Required action
Give back the full listing exactly as it appears below.

Data provided
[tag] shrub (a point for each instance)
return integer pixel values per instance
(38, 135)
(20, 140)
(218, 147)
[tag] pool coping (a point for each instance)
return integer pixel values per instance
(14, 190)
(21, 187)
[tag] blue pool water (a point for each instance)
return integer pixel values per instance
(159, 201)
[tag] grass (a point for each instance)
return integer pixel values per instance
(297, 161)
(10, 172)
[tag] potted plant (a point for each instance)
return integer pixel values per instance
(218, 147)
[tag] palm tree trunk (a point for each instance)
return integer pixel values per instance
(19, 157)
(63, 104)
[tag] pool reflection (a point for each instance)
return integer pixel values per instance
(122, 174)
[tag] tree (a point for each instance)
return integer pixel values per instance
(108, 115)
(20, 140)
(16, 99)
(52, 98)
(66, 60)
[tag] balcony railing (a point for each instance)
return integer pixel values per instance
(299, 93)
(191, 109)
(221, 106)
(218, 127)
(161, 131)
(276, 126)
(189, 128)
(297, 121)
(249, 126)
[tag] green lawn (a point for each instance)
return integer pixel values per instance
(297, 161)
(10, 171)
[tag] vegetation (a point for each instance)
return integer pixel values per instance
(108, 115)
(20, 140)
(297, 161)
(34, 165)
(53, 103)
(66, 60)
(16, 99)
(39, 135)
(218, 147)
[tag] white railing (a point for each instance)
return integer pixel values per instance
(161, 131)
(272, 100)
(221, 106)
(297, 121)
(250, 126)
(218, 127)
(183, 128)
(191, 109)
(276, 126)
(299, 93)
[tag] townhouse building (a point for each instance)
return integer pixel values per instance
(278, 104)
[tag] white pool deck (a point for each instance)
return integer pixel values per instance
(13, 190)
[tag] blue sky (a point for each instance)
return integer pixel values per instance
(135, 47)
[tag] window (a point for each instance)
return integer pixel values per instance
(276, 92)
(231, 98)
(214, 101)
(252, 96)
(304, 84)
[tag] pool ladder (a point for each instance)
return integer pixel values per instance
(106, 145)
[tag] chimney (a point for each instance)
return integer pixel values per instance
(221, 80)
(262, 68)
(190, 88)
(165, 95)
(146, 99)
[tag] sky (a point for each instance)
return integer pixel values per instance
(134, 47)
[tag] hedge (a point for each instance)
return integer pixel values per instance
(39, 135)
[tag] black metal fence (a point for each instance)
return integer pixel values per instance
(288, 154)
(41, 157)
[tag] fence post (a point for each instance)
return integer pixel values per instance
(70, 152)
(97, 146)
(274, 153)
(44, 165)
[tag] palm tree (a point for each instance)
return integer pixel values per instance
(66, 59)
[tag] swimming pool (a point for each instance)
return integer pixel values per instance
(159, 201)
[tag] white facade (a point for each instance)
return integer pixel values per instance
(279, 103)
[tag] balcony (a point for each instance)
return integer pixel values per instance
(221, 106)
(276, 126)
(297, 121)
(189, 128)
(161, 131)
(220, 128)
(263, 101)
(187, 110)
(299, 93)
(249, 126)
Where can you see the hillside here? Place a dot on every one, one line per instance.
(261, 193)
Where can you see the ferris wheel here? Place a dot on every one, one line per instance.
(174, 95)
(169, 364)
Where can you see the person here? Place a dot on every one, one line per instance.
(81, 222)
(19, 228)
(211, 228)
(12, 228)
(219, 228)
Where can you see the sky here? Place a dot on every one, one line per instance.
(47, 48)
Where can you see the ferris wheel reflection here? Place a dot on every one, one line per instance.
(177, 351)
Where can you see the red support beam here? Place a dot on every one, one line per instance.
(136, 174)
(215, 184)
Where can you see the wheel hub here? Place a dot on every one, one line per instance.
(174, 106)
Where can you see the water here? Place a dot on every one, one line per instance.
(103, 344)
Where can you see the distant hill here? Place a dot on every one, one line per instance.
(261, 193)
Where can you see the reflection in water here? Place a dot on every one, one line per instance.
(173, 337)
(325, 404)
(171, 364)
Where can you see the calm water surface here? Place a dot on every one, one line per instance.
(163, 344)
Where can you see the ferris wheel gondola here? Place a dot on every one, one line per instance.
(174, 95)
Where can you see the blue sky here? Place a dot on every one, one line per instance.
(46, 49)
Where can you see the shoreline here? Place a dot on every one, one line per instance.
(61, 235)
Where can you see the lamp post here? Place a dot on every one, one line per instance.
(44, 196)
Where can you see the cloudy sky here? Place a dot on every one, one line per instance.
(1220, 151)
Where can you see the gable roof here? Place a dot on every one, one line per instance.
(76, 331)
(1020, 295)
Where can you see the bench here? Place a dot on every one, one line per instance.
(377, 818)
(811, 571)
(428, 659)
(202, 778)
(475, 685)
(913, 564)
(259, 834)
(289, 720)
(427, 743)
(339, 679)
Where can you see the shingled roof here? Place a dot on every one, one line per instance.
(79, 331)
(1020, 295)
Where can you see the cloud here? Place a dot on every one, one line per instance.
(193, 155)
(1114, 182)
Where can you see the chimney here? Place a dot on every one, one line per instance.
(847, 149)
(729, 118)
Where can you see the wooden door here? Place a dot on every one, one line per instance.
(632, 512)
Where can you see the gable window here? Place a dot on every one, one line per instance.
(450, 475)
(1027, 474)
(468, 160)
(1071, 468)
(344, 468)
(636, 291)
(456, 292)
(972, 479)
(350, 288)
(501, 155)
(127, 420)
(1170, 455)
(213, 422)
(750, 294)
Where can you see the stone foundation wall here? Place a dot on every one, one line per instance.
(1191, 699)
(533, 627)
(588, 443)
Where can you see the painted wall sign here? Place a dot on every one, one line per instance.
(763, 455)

Exercise result
[tag] shrub (a point for each instance)
return integer pixel values per instance
(38, 135)
(20, 140)
(218, 147)
[tag] pool coping (a point for each instance)
return integer pixel values per instance
(14, 190)
(21, 187)
[tag] blue pool water (a point for each instance)
return integer pixel values per instance
(159, 201)
[tag] grass (a point for each instance)
return integer pixel values per instance
(297, 161)
(10, 172)
[tag] potted plant (a point for each instance)
return integer pixel values per instance
(218, 147)
[tag] palm tree trunk (a point for each instance)
return integer pixel values per instance
(19, 157)
(63, 104)
[tag] pool reflection (a point for each instance)
return integer pixel values per instance
(122, 174)
[tag] tree (a point for each instance)
return integer pixel values per instance
(108, 115)
(20, 140)
(16, 99)
(52, 98)
(66, 60)
[tag] balcony railing (a point for each instance)
return integer pixel values per instance
(299, 93)
(191, 109)
(221, 106)
(218, 127)
(161, 131)
(276, 126)
(189, 128)
(297, 121)
(249, 126)
[tag] green lawn (a point for each instance)
return integer pixel values per instance
(297, 161)
(10, 171)
[tag] vegetation (a point for each instance)
return integer pixel values per instance
(108, 115)
(20, 140)
(297, 161)
(34, 165)
(53, 103)
(66, 60)
(16, 99)
(39, 135)
(218, 147)
[tag] white railing (a point for each instance)
return integer pixel values per instance
(161, 131)
(272, 100)
(221, 106)
(297, 121)
(250, 126)
(218, 127)
(183, 128)
(191, 109)
(276, 126)
(299, 93)
[tag] townhouse building (a point for each instance)
return integer pixel values per instance
(278, 104)
[tag] white pool deck (a point for each instance)
return integer pixel values per instance
(13, 190)
[tag] blue sky (a point for each instance)
return integer pixel values per instance
(135, 47)
[tag] window (a point for each instance)
return integer pixel values per instance
(276, 92)
(231, 98)
(214, 101)
(252, 96)
(304, 84)
[tag] pool ladder (a point for each instance)
return integer pixel values per instance
(106, 145)
[tag] chimney (a point for each instance)
return integer pixel values per instance
(221, 80)
(262, 68)
(190, 88)
(165, 95)
(146, 99)
[tag] sky (a point for each instance)
return integer pixel values per instance
(134, 47)
[tag] hedge (a point for each instance)
return integer pixel values per instance
(39, 135)
[tag] black metal fence (a point for each instance)
return integer pixel values per instance
(288, 154)
(41, 157)
[tag] fence post (a point for each instance)
return integer pixel values per instance
(70, 152)
(97, 146)
(274, 153)
(44, 165)
[tag] palm tree (a point for each instance)
return integer pixel values per instance
(66, 59)
[tag] swimming pool (a point for each instance)
return integer pixel values per instance
(159, 201)
[tag] white facade (a point for each instance)
return integer pixel values per instance
(279, 103)
[tag] balcony (a point for each instance)
return integer pixel values per instance
(221, 106)
(276, 126)
(297, 121)
(189, 128)
(161, 131)
(220, 128)
(263, 101)
(187, 110)
(299, 93)
(249, 126)
Where can you see the hillside here? Place a dot on every one, one line per instance.
(261, 193)
Where can you see the ferris wheel here? Place a dot on every one, one line per instance.
(174, 95)
(169, 364)
Where can you see the person here? Place a dot on every one, one line per instance.
(81, 222)
(19, 228)
(211, 228)
(12, 228)
(219, 228)
Where can you see the sky here? Place a dot on every one, one line per instance.
(47, 48)
Where can you see the ferris wheel reflection here? Place a dot on every one, one line per instance.
(177, 351)
Where can you see the red support beam here? Place a dot on every one, one line per instance.
(136, 174)
(215, 184)
Where can you see the wheel hub here? Place a dot on every one, one line per instance.
(174, 106)
Where can you see the water here? Place a dot on every one, one line per instance.
(103, 344)
Where can you see the distant hill here? Place a dot on every one, one line per instance.
(261, 193)
Where can you see the reflection in water here? Place a dot on every one, one line per instance.
(173, 337)
(325, 404)
(171, 364)
Where can you see the calm water surface here? Place a dot on every one, one line per instance.
(163, 344)
Where can you see the ferris wheel gondola here? Place a dot on every one, one line per instance.
(174, 95)
Where can you see the blue sky here? Place a dot on every one, one line per instance.
(46, 49)
Where can you see the shoreline here? Place a dot on every one, one line per instance.
(61, 235)
Where can you see the lamp post here? Place a dot on every one, one line per instance.
(44, 196)
Where can you see the cloudy sky here? Place a dot on every one, one line per instance.
(1220, 151)
Where can you see the gable roof here? Place a dot on every one, one line per instance.
(76, 331)
(1020, 295)
Where can you see the bench here? Place a dot on every one, one line per instance.
(377, 818)
(811, 571)
(428, 659)
(202, 778)
(475, 685)
(913, 564)
(259, 834)
(289, 720)
(427, 743)
(339, 679)
Where can you see the shingled roof here? Place a dot on every one, one line per instance.
(79, 331)
(1020, 295)
Where can you see the cloud here? Place a dot on every one, one line per instance.
(193, 155)
(1114, 182)
Where can you see the chimney here? Place a dot on every one, one line per instance.
(847, 149)
(729, 118)
Where can you see the wooden door here? Place a dot on every one, one line per instance.
(632, 512)
Where can you see the gable window here? Place a dot on every one, one line per instance.
(450, 475)
(1027, 474)
(468, 160)
(1071, 468)
(344, 468)
(636, 291)
(456, 292)
(972, 479)
(350, 288)
(501, 155)
(127, 420)
(1170, 455)
(213, 422)
(750, 294)
Where can you see the stone foundation wall here? Place a dot on every one, one line per instance.
(1191, 699)
(533, 627)
(588, 443)
Where can you see the painted wall sign here? Place a dot on every one, one line per instance.
(763, 455)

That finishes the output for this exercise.